Exercise brief — Convert the records, starting with the line with "Point to the white" and going on through the end of the records, into a two-column CSV with the headers text and answer: one row per record, each field quoted, and line breaks inside a field replaced by spaces. Leave the pictures out.

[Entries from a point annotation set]
■ ■ ■ ■ ■ ■ ■

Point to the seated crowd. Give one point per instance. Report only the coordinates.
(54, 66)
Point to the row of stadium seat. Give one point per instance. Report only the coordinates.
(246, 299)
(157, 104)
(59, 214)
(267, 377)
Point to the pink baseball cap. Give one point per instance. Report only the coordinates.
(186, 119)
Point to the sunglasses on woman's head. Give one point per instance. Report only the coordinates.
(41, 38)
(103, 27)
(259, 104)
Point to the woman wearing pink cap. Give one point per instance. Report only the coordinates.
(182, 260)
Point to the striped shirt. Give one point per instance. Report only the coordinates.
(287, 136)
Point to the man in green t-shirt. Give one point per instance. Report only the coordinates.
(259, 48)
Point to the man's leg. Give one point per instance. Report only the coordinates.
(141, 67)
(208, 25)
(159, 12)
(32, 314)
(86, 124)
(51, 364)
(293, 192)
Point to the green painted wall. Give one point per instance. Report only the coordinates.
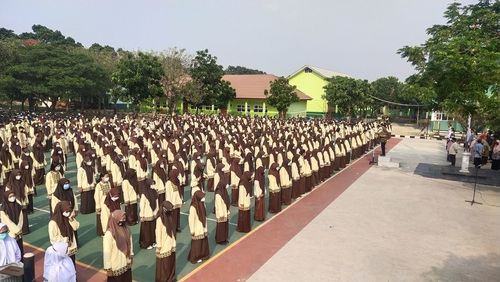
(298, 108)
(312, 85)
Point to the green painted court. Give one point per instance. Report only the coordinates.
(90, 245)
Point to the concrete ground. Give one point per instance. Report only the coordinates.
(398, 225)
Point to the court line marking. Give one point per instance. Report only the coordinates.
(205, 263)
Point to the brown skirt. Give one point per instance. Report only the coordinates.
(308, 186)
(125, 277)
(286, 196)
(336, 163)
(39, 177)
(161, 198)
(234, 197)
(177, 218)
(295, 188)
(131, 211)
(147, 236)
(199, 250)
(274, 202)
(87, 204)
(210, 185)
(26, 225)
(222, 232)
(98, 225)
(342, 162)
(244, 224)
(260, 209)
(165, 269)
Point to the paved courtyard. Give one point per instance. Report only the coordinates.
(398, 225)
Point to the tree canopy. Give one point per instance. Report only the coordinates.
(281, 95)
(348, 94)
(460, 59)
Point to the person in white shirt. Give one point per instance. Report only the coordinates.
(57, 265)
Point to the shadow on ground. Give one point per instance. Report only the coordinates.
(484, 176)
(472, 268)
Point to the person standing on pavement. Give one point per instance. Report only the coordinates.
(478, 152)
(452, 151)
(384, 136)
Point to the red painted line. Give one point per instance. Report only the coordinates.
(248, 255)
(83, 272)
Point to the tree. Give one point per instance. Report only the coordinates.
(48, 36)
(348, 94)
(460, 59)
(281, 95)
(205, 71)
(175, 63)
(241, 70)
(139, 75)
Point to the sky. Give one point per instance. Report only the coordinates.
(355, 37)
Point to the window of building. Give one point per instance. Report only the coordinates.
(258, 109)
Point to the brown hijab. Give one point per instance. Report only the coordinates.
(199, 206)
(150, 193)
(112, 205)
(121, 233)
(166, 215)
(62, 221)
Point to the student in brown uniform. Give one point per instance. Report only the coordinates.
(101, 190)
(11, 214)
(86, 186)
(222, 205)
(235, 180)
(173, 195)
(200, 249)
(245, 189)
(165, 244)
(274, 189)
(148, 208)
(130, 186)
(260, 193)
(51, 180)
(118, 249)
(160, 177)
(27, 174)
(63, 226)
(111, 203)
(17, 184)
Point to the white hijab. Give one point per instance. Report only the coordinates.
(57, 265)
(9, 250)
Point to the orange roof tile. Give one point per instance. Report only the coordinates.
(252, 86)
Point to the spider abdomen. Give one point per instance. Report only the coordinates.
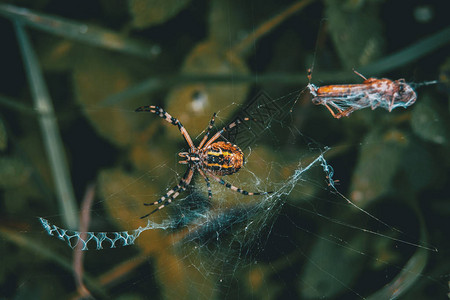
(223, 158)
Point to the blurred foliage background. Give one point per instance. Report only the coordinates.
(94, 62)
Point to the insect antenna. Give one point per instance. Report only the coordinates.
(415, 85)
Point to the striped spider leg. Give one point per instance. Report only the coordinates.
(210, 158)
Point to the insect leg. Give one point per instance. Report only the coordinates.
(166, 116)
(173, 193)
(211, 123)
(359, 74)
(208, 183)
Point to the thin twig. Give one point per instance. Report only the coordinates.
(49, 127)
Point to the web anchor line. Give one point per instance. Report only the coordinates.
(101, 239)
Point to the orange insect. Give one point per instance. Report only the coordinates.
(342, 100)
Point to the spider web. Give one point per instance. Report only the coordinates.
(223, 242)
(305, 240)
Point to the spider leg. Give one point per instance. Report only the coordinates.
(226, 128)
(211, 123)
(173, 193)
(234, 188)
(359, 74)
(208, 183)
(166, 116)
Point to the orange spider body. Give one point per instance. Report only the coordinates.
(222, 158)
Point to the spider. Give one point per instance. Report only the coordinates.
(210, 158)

■ ■ ■ ■ ■ ■ ■

Written response —
text,answer
"Point to the white hijab. Give one point per instance. Report only the coordinates.","(57, 265) (9, 250)"
"Point to the orange roof tile. Give one point per instance. Report only the coordinates.","(252, 86)"
"Point to the spider abdomen. Give one point per instance. Report only the coordinates.","(223, 158)"
"Point to the blurred foliage background. Give one point per instance. Report only the coordinates.","(94, 62)"
"Point to the insect antenna. Give one point per instance. Report only the coordinates.","(415, 85)"
"Point to the striped spider leg. Give one point per instance. Report only the coordinates.","(210, 158)"
"Point to the insect leg. Give one point per instance. Report only the coordinates.","(166, 116) (173, 193) (211, 123) (359, 74) (208, 183)"
"Point to the thin twig. Give one point per instance. Report only the coordinates.","(49, 127)"
"Point to the web anchor line. Give one point per instance. Report only the coordinates.","(101, 239)"
"Point to the orange insect. Give one point per instance. Report only the coordinates.","(342, 100)"
"Point to the spider web. Give one point per instance. Report only the coordinates.","(223, 242) (305, 240)"
"Point to the spider leg. Give one point per instance. Report only the coordinates.","(226, 128) (211, 123) (173, 193) (234, 188) (359, 74) (208, 183) (166, 116)"
"Point to the orange spider body. Give one point per instance. Report only the coordinates.","(222, 158)"
"Point to the spider. Give one point per instance. Report only the coordinates.","(210, 158)"